--- Doel van de taak ---
Beantwoord deze vragen aan de hand van de tekst over gevaarlijke stoffen in tunnels:
1. Door wie worden de gespecialiseerde diensten ingeschakeld die het afvalwater uit de pompkelders afvoeren?
2. Welke drie bouwstoffen zijn in het verleden op diverse locaties in tunnels gebruikt?
3. Wie actualiseert het asbest-, chroom-6- en PFAS-dossier periodiek?

--- Documenttekst ---

# # # # # # #

Bij incidenten waarbij gevaarlijke vloeistoffen terechtkomen in de pompkelders, moeten milieueffecten direct aandacht krijgen, dus al tijdens de bestrijding van een incident. Het lozen van het afvalwater op open water en/of in de riolering is niet toegestaan en moet, in tegenstelling tot het normale proces, door gespecialiseerde diensten worden afgevoerd. Afhankelijk van de afspraken met de veiligheidsregio’s en de milieudienst, worden deze diensten ingeschakeld door de crisisorganisatie. Denk ook aan stoffen als PFAS in de pompkelders.

Bijlage 3: Overzicht begrippen, afkortingen, wet- en regelgeving [link id=”pxp9x”]

Afkorting

Begrip

Definitie

Bron of meer weten

Asbest-, chroom-VI- en PFAS dossier

De bouwstoffen asbest, chroom-6 en PFAS zijn in het verleden op diverse locaties in tunnels gebruikt. Inmiddels is het gebruik ervan niet meer toegestaan. In het asbest-,chroom-6- en PFAS-dossier worden werkzaamheden, herstelsaneringen en constateringen van verdachte locaties vastgelegd. Dit dossier wordt periodiek door de technisch beheerder geactualiseerd.

# # # # # # #

--- Aangeleverde gegevens ---

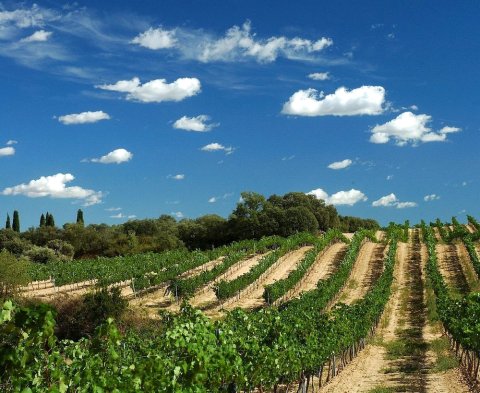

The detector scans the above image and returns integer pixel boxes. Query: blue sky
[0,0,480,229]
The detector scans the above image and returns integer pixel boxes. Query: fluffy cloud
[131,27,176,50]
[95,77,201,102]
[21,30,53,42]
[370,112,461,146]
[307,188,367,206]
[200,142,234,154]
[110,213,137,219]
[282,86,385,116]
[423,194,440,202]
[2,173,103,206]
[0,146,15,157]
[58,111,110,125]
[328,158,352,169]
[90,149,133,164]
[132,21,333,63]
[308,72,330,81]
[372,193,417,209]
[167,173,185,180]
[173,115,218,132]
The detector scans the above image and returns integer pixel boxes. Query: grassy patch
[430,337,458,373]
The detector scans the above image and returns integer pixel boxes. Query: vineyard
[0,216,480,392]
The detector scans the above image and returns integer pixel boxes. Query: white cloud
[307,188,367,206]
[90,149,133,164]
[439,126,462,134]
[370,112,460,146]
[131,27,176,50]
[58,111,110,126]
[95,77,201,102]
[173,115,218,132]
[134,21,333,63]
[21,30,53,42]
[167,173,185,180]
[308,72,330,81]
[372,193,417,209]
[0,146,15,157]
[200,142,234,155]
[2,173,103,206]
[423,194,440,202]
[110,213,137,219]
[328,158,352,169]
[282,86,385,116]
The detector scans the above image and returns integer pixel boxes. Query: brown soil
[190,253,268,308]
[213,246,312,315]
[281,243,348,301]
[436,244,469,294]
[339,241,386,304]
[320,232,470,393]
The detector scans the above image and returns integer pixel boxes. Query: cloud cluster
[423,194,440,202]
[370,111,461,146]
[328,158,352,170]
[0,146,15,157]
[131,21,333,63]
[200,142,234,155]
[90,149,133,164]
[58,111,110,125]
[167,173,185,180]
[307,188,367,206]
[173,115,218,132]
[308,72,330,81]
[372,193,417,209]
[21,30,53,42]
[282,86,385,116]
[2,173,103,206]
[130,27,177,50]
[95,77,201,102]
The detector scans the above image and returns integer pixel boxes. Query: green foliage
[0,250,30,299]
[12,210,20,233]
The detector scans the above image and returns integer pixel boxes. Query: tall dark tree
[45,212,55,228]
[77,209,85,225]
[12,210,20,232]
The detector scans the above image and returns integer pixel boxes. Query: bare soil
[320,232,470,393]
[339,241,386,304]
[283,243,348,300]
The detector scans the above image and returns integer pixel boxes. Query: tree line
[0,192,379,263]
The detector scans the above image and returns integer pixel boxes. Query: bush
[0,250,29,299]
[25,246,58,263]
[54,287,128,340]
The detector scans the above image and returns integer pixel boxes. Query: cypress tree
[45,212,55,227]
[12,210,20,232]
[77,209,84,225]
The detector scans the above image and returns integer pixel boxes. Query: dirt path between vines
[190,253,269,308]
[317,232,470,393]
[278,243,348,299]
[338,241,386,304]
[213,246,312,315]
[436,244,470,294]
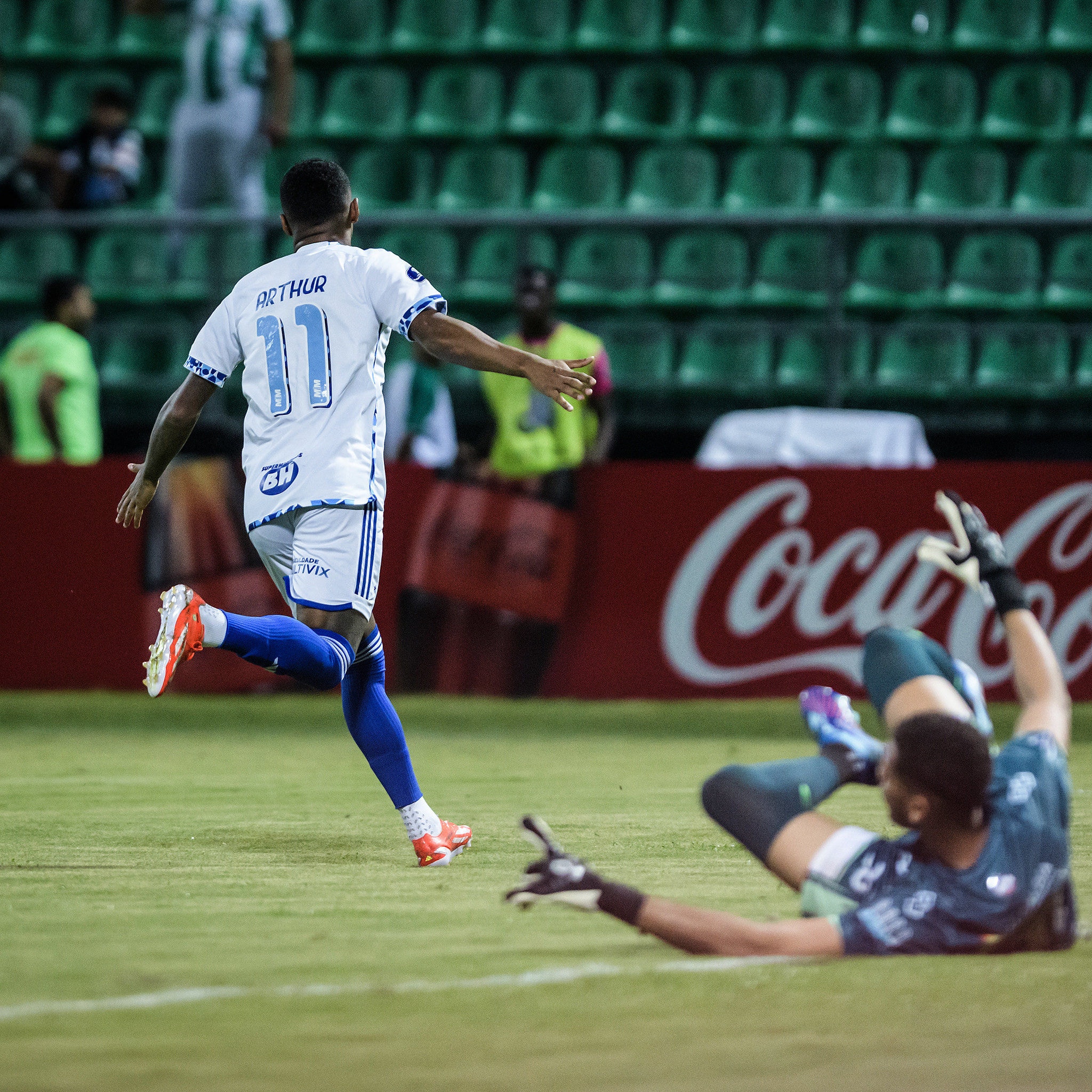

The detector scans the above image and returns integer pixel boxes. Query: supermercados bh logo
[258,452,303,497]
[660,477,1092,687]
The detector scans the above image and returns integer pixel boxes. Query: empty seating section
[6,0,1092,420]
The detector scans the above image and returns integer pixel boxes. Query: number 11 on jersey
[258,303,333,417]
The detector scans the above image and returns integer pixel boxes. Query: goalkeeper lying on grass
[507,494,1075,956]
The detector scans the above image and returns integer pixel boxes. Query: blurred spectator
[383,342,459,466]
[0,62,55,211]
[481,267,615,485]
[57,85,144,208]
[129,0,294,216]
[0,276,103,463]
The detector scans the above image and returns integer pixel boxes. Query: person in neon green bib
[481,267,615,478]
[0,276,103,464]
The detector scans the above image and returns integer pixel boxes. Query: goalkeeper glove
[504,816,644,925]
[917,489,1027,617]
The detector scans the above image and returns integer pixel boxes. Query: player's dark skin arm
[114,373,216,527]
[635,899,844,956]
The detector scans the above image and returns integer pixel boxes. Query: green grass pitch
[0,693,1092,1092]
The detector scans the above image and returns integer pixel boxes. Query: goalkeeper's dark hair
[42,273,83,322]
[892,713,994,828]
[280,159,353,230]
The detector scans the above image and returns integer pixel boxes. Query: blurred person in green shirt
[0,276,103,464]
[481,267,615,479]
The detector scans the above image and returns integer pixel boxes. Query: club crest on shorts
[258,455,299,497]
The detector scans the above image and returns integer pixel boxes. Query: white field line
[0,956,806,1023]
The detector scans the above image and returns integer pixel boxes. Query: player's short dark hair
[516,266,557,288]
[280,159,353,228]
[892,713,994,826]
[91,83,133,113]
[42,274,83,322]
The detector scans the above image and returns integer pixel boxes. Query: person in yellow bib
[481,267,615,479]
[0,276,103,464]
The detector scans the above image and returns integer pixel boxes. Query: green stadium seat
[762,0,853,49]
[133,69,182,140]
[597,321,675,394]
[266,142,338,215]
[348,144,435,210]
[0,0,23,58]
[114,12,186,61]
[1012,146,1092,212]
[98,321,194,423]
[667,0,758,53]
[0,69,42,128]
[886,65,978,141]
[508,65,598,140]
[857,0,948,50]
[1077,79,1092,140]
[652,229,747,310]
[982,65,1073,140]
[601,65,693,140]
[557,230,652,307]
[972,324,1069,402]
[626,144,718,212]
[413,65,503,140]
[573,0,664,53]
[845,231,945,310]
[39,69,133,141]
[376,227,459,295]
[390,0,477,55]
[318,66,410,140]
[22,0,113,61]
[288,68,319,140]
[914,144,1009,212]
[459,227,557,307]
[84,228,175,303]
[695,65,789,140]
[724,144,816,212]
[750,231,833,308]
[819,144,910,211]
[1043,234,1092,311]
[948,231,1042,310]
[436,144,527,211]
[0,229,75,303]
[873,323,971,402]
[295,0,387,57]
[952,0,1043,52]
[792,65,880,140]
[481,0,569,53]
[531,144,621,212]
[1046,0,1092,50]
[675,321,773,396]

# # # # # # #

--- Juist antwoord ---
1. Door de crisisorganisatie.
2. Asbest, chroom-6 en PFAS.
3. De technisch beheerder.